■ Problem requirements: From the line below containing "Would you be able to mark the distant hill" to the final line, print each line exactly as written. No pictures belong in the copy.

■ Supplied records:
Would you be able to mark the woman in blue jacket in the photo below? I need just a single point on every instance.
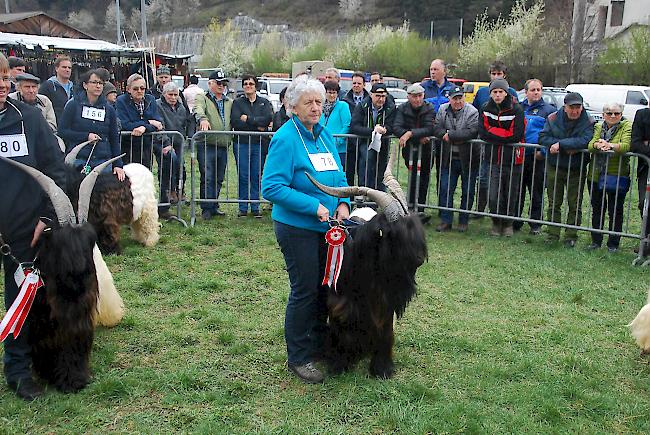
(336, 117)
(89, 117)
(300, 218)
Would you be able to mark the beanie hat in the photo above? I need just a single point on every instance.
(499, 84)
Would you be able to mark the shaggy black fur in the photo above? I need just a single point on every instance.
(61, 318)
(111, 206)
(377, 281)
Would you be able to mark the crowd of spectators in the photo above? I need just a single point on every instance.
(565, 151)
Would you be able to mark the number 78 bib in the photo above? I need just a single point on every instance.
(13, 145)
(323, 162)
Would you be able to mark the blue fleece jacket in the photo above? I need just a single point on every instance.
(295, 199)
(536, 115)
(338, 123)
(74, 129)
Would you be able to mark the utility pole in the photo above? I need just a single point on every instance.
(117, 21)
(143, 18)
(577, 38)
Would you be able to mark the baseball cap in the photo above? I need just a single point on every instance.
(573, 98)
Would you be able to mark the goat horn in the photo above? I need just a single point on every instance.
(393, 185)
(60, 201)
(382, 199)
(86, 189)
(72, 155)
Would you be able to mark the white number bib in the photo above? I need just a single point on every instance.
(323, 162)
(13, 145)
(93, 113)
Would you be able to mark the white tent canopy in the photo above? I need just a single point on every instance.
(54, 43)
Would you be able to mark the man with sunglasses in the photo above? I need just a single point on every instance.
(212, 112)
(250, 112)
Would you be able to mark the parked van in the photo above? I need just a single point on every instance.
(471, 88)
(634, 97)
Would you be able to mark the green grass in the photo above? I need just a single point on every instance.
(506, 335)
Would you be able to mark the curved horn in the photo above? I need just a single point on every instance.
(86, 189)
(393, 185)
(60, 201)
(382, 199)
(72, 155)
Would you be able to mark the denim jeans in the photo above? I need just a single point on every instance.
(167, 164)
(305, 321)
(212, 166)
(247, 156)
(448, 181)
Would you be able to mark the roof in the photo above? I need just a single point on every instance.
(38, 23)
(50, 42)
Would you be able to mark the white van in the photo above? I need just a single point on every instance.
(633, 97)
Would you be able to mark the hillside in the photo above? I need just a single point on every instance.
(90, 15)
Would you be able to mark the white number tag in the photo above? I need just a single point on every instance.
(13, 145)
(93, 113)
(323, 162)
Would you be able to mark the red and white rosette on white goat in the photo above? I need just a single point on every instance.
(335, 237)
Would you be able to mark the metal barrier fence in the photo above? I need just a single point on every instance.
(511, 184)
(167, 148)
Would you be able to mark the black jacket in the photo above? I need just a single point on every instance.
(362, 123)
(259, 113)
(23, 201)
(641, 140)
(419, 122)
(57, 95)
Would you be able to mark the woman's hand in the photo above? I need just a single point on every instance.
(119, 172)
(342, 212)
(323, 213)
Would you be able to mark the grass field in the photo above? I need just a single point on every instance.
(506, 335)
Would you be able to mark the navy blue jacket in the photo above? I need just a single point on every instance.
(572, 137)
(536, 115)
(74, 129)
(23, 200)
(130, 117)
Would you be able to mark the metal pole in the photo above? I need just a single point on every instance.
(117, 21)
(143, 18)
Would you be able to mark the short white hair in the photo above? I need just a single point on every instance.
(170, 87)
(300, 86)
(618, 107)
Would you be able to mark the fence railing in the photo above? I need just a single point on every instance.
(514, 185)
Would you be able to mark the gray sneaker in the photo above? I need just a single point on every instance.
(308, 373)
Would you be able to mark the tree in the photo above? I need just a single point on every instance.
(627, 62)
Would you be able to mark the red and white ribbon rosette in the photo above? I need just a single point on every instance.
(15, 318)
(335, 237)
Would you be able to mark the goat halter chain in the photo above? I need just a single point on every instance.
(335, 238)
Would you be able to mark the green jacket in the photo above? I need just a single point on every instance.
(622, 136)
(204, 108)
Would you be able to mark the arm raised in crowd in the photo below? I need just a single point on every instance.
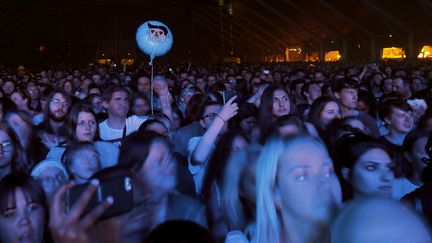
(160, 86)
(71, 227)
(204, 146)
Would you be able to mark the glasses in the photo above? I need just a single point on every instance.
(59, 102)
(51, 181)
(6, 146)
(85, 124)
(212, 116)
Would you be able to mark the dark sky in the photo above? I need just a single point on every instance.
(80, 31)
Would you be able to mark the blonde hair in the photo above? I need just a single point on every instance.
(268, 222)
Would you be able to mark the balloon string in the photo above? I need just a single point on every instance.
(151, 83)
(151, 80)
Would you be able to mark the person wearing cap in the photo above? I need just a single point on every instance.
(52, 175)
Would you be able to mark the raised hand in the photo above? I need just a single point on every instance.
(160, 86)
(229, 109)
(71, 227)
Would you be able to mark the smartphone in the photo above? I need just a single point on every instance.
(119, 187)
(223, 96)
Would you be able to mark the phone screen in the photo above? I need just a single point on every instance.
(120, 188)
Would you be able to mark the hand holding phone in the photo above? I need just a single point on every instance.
(118, 187)
(74, 226)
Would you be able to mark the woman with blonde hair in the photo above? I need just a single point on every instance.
(297, 191)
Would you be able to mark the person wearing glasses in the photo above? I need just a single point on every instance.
(52, 129)
(12, 156)
(214, 119)
(414, 151)
(82, 127)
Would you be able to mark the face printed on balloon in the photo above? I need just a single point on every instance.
(157, 33)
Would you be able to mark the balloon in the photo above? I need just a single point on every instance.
(154, 39)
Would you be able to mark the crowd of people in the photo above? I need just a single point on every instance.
(282, 152)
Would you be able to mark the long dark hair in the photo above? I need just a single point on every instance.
(32, 190)
(135, 149)
(265, 113)
(72, 121)
(20, 162)
(218, 160)
(349, 148)
(314, 115)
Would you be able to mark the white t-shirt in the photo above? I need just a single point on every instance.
(132, 124)
(401, 187)
(198, 171)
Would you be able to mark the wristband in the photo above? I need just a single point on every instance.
(221, 118)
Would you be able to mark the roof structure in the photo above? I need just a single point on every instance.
(207, 30)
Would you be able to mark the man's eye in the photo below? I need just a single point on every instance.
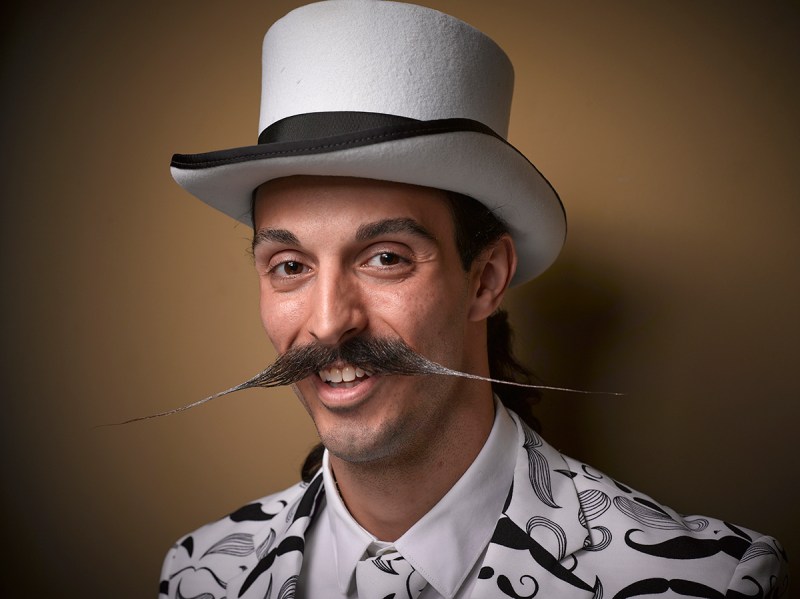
(290, 268)
(386, 259)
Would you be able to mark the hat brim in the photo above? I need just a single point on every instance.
(448, 155)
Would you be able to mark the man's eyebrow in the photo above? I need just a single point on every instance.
(392, 225)
(276, 236)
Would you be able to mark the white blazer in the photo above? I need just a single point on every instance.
(566, 531)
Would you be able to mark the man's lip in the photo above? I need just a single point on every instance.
(343, 397)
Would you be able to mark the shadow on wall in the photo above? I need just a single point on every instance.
(564, 324)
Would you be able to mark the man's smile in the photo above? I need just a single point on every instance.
(344, 376)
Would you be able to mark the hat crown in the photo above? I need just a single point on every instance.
(383, 57)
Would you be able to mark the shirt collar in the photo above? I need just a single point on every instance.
(463, 520)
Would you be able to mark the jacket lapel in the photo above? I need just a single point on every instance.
(280, 548)
(539, 530)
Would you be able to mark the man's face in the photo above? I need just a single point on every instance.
(339, 258)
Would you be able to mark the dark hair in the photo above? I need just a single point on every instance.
(476, 228)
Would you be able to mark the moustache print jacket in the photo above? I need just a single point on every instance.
(566, 531)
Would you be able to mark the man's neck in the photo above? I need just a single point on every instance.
(387, 497)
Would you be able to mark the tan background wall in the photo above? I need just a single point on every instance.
(670, 130)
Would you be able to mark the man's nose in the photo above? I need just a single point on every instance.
(337, 308)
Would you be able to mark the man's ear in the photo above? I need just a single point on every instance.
(491, 275)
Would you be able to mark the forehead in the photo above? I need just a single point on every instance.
(294, 202)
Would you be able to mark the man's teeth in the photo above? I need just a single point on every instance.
(346, 374)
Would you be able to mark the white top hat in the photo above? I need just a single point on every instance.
(391, 91)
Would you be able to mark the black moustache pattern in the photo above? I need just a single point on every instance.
(690, 547)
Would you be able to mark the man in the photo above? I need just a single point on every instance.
(390, 216)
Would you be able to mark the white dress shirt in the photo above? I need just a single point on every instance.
(444, 546)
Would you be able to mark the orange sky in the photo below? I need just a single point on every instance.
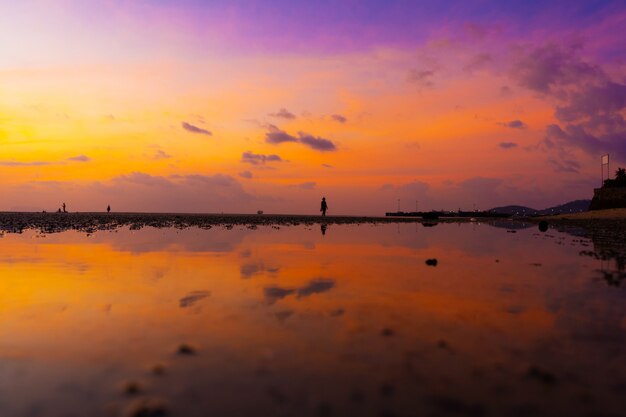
(137, 113)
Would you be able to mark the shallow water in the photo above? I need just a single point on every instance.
(290, 321)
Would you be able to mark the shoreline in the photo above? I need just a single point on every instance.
(90, 222)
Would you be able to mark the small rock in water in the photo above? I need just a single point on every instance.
(158, 369)
(431, 262)
(541, 375)
(387, 332)
(131, 388)
(387, 390)
(146, 407)
(186, 349)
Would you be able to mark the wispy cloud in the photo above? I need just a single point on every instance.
(339, 118)
(309, 185)
(195, 129)
(160, 154)
(13, 163)
(317, 143)
(507, 145)
(283, 113)
(259, 159)
(514, 124)
(423, 78)
(276, 136)
(79, 158)
(26, 164)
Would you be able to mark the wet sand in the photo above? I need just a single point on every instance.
(609, 214)
(15, 222)
(459, 318)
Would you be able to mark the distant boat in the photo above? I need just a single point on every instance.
(434, 215)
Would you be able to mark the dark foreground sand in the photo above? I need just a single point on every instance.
(14, 222)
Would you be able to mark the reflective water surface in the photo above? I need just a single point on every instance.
(341, 320)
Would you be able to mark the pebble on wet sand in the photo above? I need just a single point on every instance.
(541, 375)
(186, 349)
(158, 369)
(387, 332)
(146, 407)
(131, 388)
(431, 262)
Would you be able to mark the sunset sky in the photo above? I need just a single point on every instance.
(239, 106)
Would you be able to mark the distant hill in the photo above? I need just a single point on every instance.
(515, 210)
(570, 207)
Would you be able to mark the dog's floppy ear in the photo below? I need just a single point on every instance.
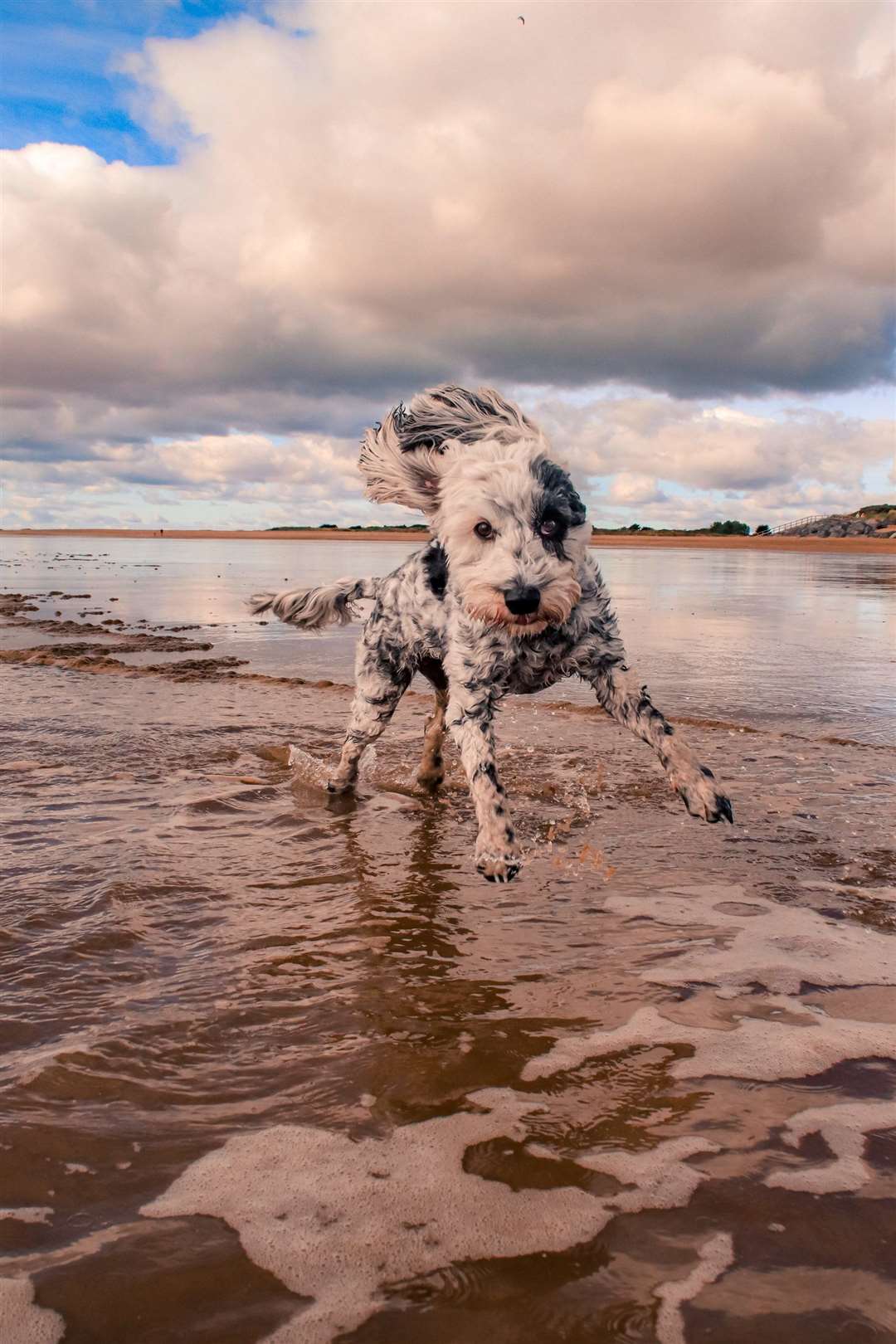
(403, 457)
(395, 475)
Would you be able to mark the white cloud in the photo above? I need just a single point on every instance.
(688, 197)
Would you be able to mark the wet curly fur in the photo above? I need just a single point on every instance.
(504, 600)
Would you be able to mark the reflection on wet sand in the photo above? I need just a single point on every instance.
(278, 1066)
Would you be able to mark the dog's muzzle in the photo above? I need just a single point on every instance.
(523, 600)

■ Reply:
Would you be able to mark the distant hill in the photo above? I need just a single point on every instance.
(515, 210)
(570, 207)
Would you be able to mark the dog's floppy ear in the photo below? I need just a single point on every instance.
(403, 457)
(395, 475)
Would you be able to mark the white cloud in the photo above? I need just a single point on every instance.
(688, 197)
Would you be able to mark the wet curly fur in the photo above? I need just a single point on every instance.
(504, 600)
Would you be able to mark the reflection on wet sand in the photo above? I need just a single point on every instance.
(278, 1066)
Would you be able to mark the dog's muzzle in the photo above? I need just a single point on every instance.
(523, 600)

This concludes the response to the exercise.